Retype the records verbatim, beginning at their start and stopping after the line that contains "555 570 L 554", with both ends included. Leave the pictures out of your copy.

Dataset rows
--------------------

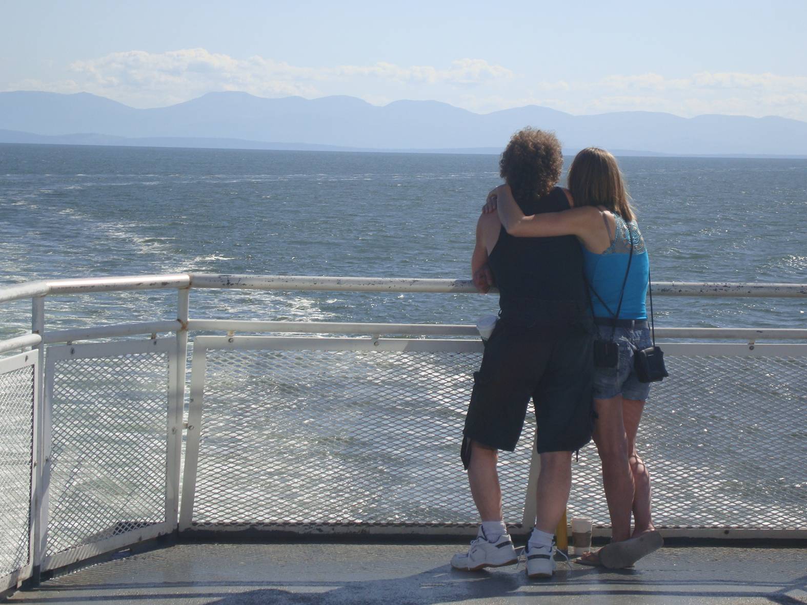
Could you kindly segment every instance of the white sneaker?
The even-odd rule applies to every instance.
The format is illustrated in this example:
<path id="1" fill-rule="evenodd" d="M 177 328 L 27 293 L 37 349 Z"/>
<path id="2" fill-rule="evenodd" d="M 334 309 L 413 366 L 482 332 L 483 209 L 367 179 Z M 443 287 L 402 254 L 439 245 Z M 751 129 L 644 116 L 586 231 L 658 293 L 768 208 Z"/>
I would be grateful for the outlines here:
<path id="1" fill-rule="evenodd" d="M 555 570 L 554 555 L 558 552 L 554 540 L 551 546 L 533 546 L 529 542 L 524 549 L 527 557 L 527 578 L 551 578 Z"/>
<path id="2" fill-rule="evenodd" d="M 467 553 L 451 557 L 451 566 L 462 571 L 479 571 L 485 567 L 501 567 L 516 563 L 516 549 L 507 534 L 500 536 L 495 542 L 488 542 L 485 532 L 479 528 L 477 538 L 470 543 Z"/>

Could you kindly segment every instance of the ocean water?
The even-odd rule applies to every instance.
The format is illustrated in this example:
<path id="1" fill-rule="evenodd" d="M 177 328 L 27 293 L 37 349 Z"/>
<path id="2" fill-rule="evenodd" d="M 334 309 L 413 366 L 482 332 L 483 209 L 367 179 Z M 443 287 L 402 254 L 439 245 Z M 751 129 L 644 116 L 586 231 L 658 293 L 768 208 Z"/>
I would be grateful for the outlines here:
<path id="1" fill-rule="evenodd" d="M 0 145 L 3 283 L 198 272 L 467 277 L 495 156 Z M 807 161 L 620 159 L 658 281 L 804 282 Z M 174 294 L 49 300 L 49 325 Z M 654 299 L 662 326 L 807 328 L 795 299 Z M 495 296 L 194 291 L 193 316 L 472 323 Z M 0 336 L 27 329 L 4 308 Z"/>
<path id="2" fill-rule="evenodd" d="M 807 161 L 625 157 L 620 163 L 647 242 L 654 279 L 805 282 Z M 476 219 L 487 191 L 499 182 L 497 157 L 493 156 L 0 145 L 0 277 L 3 284 L 178 272 L 467 277 Z M 654 306 L 661 326 L 807 328 L 807 305 L 795 298 L 658 297 Z M 169 290 L 49 298 L 46 311 L 48 326 L 55 329 L 174 319 L 175 307 L 176 293 Z M 470 323 L 496 309 L 494 295 L 191 293 L 191 316 L 197 318 Z M 28 301 L 2 305 L 0 338 L 29 330 L 29 321 Z M 378 429 L 383 435 L 377 443 L 382 443 L 391 419 L 396 427 L 408 426 L 412 410 L 397 409 L 390 402 L 378 406 L 378 398 L 387 391 L 379 395 L 366 385 L 365 390 L 351 390 L 345 382 L 347 376 L 352 378 L 346 369 L 355 367 L 353 361 L 336 369 L 324 363 L 318 366 L 318 372 L 335 374 L 318 378 L 326 386 L 332 382 L 324 399 L 302 398 L 298 402 L 283 394 L 267 405 L 266 394 L 278 388 L 279 378 L 247 371 L 264 368 L 265 362 L 258 359 L 253 365 L 238 366 L 243 375 L 232 378 L 232 383 L 227 382 L 231 380 L 227 378 L 228 366 L 226 380 L 222 379 L 224 394 L 215 398 L 214 389 L 213 394 L 206 396 L 209 424 L 213 410 L 220 415 L 212 418 L 219 418 L 220 427 L 245 427 L 231 436 L 232 443 L 240 444 L 245 436 L 256 440 L 246 453 L 240 446 L 220 451 L 225 462 L 237 459 L 253 469 L 236 474 L 232 480 L 237 485 L 228 493 L 240 494 L 264 486 L 256 482 L 258 475 L 287 476 L 306 457 L 296 456 L 296 448 L 303 443 L 311 466 L 295 474 L 300 499 L 312 493 L 321 495 L 321 480 L 312 469 L 331 468 L 328 465 L 338 468 L 347 478 L 345 484 L 356 490 L 341 494 L 342 500 L 336 496 L 328 500 L 326 519 L 332 518 L 328 515 L 334 503 L 342 507 L 339 514 L 345 519 L 353 519 L 353 515 L 368 518 L 362 517 L 365 513 L 354 506 L 357 499 L 392 487 L 399 487 L 401 501 L 412 505 L 400 505 L 405 520 L 422 520 L 421 509 L 427 504 L 433 507 L 428 515 L 435 520 L 475 518 L 464 474 L 454 460 L 465 409 L 462 390 L 468 387 L 470 361 L 462 359 L 456 367 L 439 371 L 437 361 L 431 365 L 429 360 L 420 361 L 428 367 L 417 366 L 405 388 L 412 388 L 416 379 L 423 382 L 422 388 L 416 393 L 398 393 L 407 401 L 420 401 L 436 382 L 451 385 L 433 400 L 427 397 L 420 402 L 423 410 L 415 428 L 428 429 L 428 439 L 419 444 L 424 457 L 405 461 L 414 465 L 411 478 L 429 476 L 433 470 L 427 468 L 430 461 L 441 456 L 447 461 L 440 466 L 441 473 L 445 469 L 445 477 L 441 475 L 444 491 L 432 494 L 433 502 L 425 503 L 421 500 L 426 496 L 413 500 L 404 489 L 396 470 L 404 462 L 395 458 L 393 464 L 385 457 L 391 456 L 388 450 L 395 444 L 386 444 L 381 453 L 363 447 L 362 456 L 369 457 L 366 460 L 356 458 L 352 442 L 334 434 L 345 432 L 344 426 L 334 428 L 323 422 L 319 428 L 303 431 L 303 436 L 295 432 L 307 427 L 311 406 L 322 407 L 320 416 L 312 417 L 324 420 L 330 418 L 332 406 L 341 406 L 340 414 L 348 418 L 353 415 L 356 434 L 366 436 L 370 429 Z M 371 363 L 380 367 L 387 362 L 375 356 Z M 680 365 L 678 372 L 684 380 L 665 381 L 654 391 L 654 403 L 660 404 L 648 406 L 640 430 L 641 449 L 649 452 L 651 468 L 658 471 L 654 489 L 662 521 L 730 524 L 738 522 L 737 511 L 742 509 L 742 518 L 751 519 L 751 524 L 759 527 L 758 511 L 770 512 L 771 503 L 779 502 L 777 519 L 763 521 L 763 526 L 796 527 L 801 519 L 805 477 L 799 461 L 804 460 L 805 437 L 803 431 L 793 429 L 793 423 L 796 418 L 796 425 L 803 425 L 803 413 L 798 415 L 804 410 L 803 362 L 785 360 L 770 365 L 738 359 L 730 369 L 724 363 L 720 371 L 711 373 L 697 361 L 675 363 Z M 378 370 L 376 366 L 371 376 Z M 312 371 L 311 367 L 306 373 Z M 738 383 L 736 375 L 748 383 Z M 288 379 L 297 380 L 297 376 Z M 370 382 L 372 389 L 380 388 Z M 256 393 L 261 394 L 253 397 Z M 125 401 L 118 405 L 127 409 Z M 285 420 L 283 406 L 293 408 Z M 759 406 L 766 409 L 764 418 L 758 417 Z M 424 418 L 431 419 L 424 424 Z M 159 436 L 161 430 L 157 427 L 148 434 Z M 523 490 L 525 485 L 532 429 L 527 430 L 516 453 L 502 457 L 503 467 L 510 465 L 509 478 L 503 481 L 509 481 L 513 490 L 516 486 Z M 265 439 L 265 434 L 274 436 Z M 321 451 L 310 447 L 306 440 L 311 439 L 321 442 Z M 20 447 L 27 446 L 23 443 Z M 61 461 L 56 460 L 55 468 L 72 472 L 93 463 L 91 448 L 80 443 L 70 448 L 67 454 L 61 454 Z M 708 464 L 699 455 L 707 449 L 714 458 Z M 783 451 L 790 454 L 782 456 Z M 267 469 L 267 460 L 276 461 L 275 466 Z M 227 464 L 222 468 L 228 469 L 228 477 L 232 474 Z M 575 478 L 584 478 L 599 495 L 596 502 L 579 501 L 575 490 L 570 510 L 607 522 L 604 501 L 596 487 L 599 464 L 592 448 L 581 453 L 575 469 Z M 112 471 L 115 477 L 128 477 L 120 469 Z M 153 478 L 158 487 L 160 472 Z M 388 477 L 388 472 L 394 473 Z M 90 494 L 101 489 L 95 471 L 86 473 L 76 477 L 69 474 L 71 490 L 86 490 Z M 351 478 L 373 473 L 381 478 L 372 490 L 350 482 Z M 126 518 L 131 503 L 115 500 L 115 482 L 110 485 L 113 487 L 108 488 L 107 499 L 119 506 L 121 518 Z M 140 486 L 132 484 L 132 490 Z M 220 495 L 222 490 L 216 488 L 211 493 Z M 518 518 L 523 502 L 513 493 L 505 503 L 508 519 Z M 261 492 L 254 501 L 265 502 L 264 495 Z M 198 505 L 199 502 L 197 499 Z M 25 518 L 27 508 L 20 515 Z"/>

--------------------

§ The response:
Could you kindly segment every instance of the white sneaker?
The even-odd rule applies to every instance.
The format is illustrated in this example:
<path id="1" fill-rule="evenodd" d="M 177 328 L 27 293 L 37 349 Z"/>
<path id="2" fill-rule="evenodd" d="M 334 309 L 413 366 L 482 332 L 483 209 L 367 179 Z M 443 287 L 402 254 L 439 245 Z M 751 129 L 644 116 L 586 231 L 658 293 L 768 208 Z"/>
I would be grateful for the outlines here:
<path id="1" fill-rule="evenodd" d="M 555 570 L 554 555 L 558 552 L 554 540 L 551 546 L 533 546 L 529 542 L 524 549 L 527 557 L 527 578 L 551 578 Z"/>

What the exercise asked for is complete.